***** The input

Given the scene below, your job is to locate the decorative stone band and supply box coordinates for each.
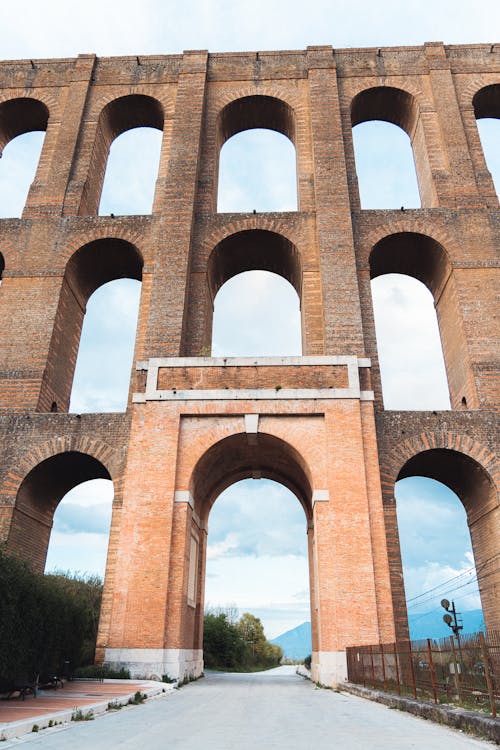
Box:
[311,651,347,687]
[104,648,203,680]
[132,356,374,406]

**********

* Exercise goal *
Revise the rows so that "decorative stone band" is replaced with "ornamental stone band" and nothing else changes. Omit the pictures from your version.

* Solution to the exercise *
Given the scene below, your job is to locate the ornamental stone band and supply box coordinates for each.
Box:
[311,651,347,687]
[104,648,203,680]
[132,356,374,406]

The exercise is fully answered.